▶ _Request a_
In the discussion thread about graph metadata, which type would the proposed common interface extend?

Common interface for graphs with metadata

gdalle commented 3 years ago

Hey!

There has been some talk recently about adding better support for graph metadata, so here's an issue to centralize our discussions. First of all, here are the packages that I'm aware of that deal with vertex- & edge-level attributes:

One idea would be to design a common interface extending AbstractGraph to work with metadata. I'm aware that the four packages above are very different, and that the case of edge weights probably deserves special treatment. On the other hand, agreeing on a common set of names for functions would bring clear benefits:

User-friendliness would increase significantly, as well as ease of documentation
Switching between meta-graph implementations would be instantaneous. This is sometimes necessary to improve performance
Compatibility with downstream packages such as https://github.com/JuliaGraphs/GraphDataFrameBridge.jl would be a non-issue
The same goes with upstream packages such as https://github.com/JuliaGraphs/GraphIO.jl or https://github.com/JuliaGraphs/SNAPDatasets.jl

As food for thought, here are a few past discussions on this topic:

What is your take on this?

CameronBieganek commented 3 years ago

Thanks for opening this! I'll definitely be chiming in with some thoughts, but I might not have time until this weekend.

I actually have my own metadata graph package that I developed. But it is pretty minimal---I developed it for my own personal use.

▶ _Source records_

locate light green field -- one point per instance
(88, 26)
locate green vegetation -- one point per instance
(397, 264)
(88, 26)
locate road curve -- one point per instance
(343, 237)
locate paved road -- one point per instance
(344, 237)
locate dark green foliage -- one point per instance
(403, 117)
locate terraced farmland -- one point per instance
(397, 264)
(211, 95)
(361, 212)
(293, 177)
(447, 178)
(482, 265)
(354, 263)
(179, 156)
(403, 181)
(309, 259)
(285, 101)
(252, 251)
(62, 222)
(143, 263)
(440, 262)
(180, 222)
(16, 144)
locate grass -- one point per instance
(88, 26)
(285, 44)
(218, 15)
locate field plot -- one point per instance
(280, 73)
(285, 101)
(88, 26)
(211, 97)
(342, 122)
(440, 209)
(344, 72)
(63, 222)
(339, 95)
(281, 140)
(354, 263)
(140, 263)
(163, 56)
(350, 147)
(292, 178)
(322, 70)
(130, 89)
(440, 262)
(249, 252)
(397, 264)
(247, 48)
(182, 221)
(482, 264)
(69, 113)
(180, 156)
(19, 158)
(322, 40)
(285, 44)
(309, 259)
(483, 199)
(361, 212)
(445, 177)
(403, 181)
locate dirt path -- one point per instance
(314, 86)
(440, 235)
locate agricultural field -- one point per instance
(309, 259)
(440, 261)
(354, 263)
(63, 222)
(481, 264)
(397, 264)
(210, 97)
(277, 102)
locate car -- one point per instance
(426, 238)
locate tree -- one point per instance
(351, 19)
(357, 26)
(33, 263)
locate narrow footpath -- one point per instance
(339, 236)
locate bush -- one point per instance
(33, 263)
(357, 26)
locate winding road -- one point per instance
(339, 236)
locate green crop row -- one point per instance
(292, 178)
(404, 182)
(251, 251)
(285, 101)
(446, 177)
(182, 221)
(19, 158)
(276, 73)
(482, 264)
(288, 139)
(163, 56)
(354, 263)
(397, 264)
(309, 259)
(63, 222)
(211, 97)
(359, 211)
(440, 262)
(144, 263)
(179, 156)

▶ _Request b_
Copy the lines of the source records from the line with "locate dirt path -- one point per instance" through the last line of the records.

▶ _Exercise output a_
AbstractGraph

▶ _Exercise output b_
locate dirt path -- one point per instance
(314, 86)
(440, 235)
locate agricultural field -- one point per instance
(309, 259)
(440, 261)
(354, 263)
(63, 222)
(481, 264)
(397, 264)
(210, 97)
(277, 102)
locate car -- one point per instance
(426, 238)
locate tree -- one point per instance
(351, 19)
(357, 26)
(33, 263)
locate narrow footpath -- one point per instance
(339, 236)
locate bush -- one point per instance
(33, 263)
(357, 26)
locate winding road -- one point per instance
(339, 236)
locate green crop row -- one point per instance
(292, 178)
(404, 182)
(251, 251)
(285, 101)
(446, 177)
(182, 221)
(19, 158)
(276, 73)
(482, 264)
(288, 139)
(163, 56)
(354, 263)
(397, 264)
(309, 259)
(63, 222)
(211, 97)
(359, 211)
(440, 262)
(144, 263)
(179, 156)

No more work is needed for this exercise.